* **Problem requirements**
Reproduce every line of the records below as a single numbered list, omitting any blank lines.

* **Items**
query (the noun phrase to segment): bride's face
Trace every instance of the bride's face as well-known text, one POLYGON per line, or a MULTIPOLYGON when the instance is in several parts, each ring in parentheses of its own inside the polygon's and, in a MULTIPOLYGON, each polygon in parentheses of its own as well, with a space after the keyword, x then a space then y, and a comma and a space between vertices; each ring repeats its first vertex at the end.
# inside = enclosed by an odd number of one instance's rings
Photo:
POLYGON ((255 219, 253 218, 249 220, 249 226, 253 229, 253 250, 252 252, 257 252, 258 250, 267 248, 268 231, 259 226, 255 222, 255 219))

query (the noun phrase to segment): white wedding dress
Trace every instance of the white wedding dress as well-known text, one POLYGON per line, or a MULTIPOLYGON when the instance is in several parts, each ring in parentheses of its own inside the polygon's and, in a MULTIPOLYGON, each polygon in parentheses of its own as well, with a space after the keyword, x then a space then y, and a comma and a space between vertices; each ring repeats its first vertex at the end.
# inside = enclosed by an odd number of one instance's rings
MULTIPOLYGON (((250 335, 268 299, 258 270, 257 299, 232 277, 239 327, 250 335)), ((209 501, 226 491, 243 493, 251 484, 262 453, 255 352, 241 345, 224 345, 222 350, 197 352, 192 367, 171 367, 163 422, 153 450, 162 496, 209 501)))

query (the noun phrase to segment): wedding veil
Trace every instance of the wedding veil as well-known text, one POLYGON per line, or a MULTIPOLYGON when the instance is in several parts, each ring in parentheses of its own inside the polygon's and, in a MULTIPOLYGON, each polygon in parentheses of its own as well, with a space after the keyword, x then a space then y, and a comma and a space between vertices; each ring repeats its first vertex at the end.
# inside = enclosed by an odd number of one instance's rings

* **Finished task**
1. query (the noun phrase to segment): bride's face
2. Trace every instance of the bride's face as well-known text, one POLYGON per line, or a MULTIPOLYGON when the instance is in several parts, each ring in parentheses of its own inside the polygon's and, in a MULTIPOLYGON, each polygon in parentheses of its own as well, with a space after the keyword, x then a space then y, and a comma and a space between vertices; each ring repeats its first vertex at the end.
3. # inside = enclosed by an odd number of one instance's rings
4. Photo:
5. POLYGON ((255 219, 253 218, 249 220, 249 226, 253 229, 253 250, 252 252, 257 252, 258 250, 267 248, 268 231, 259 226, 255 222, 255 219))
6. query (the noun phrase to segment): white wedding dress
7. Trace every instance of the white wedding dress as well-known text, one POLYGON per line, or a MULTIPOLYGON when the instance is in several parts, each ring in parentheses of its own inside the polygon's and, in a MULTIPOLYGON, each polygon in parentheses of its own as well, with a space after the keyword, x then a space then y, and a comma and a space between vertices; each ring repeats its first vertex at the end.
8. # inside = enclosed by an odd number of one instance's rings
9. MULTIPOLYGON (((250 335, 268 299, 258 270, 257 299, 232 277, 239 327, 250 335)), ((209 501, 226 491, 243 493, 251 484, 262 453, 255 352, 241 345, 224 345, 222 350, 197 352, 192 367, 171 367, 163 422, 153 450, 162 496, 209 501)))
10. query (the noun phrase to segment): wedding veil
11. Trace every instance of the wedding veil as well-known text, one POLYGON per line, or a MULTIPOLYGON when the instance is in several parts, each ring in parentheses of its own inside the polygon's and, in a MULTIPOLYGON, each polygon in parentheses of its own as well, with a space after the keyword, x then a space then y, and a comma and a space between vertices; each ring repeats its first vertex at the end.
12. # inside = enclosed by an odd number of one instance's rings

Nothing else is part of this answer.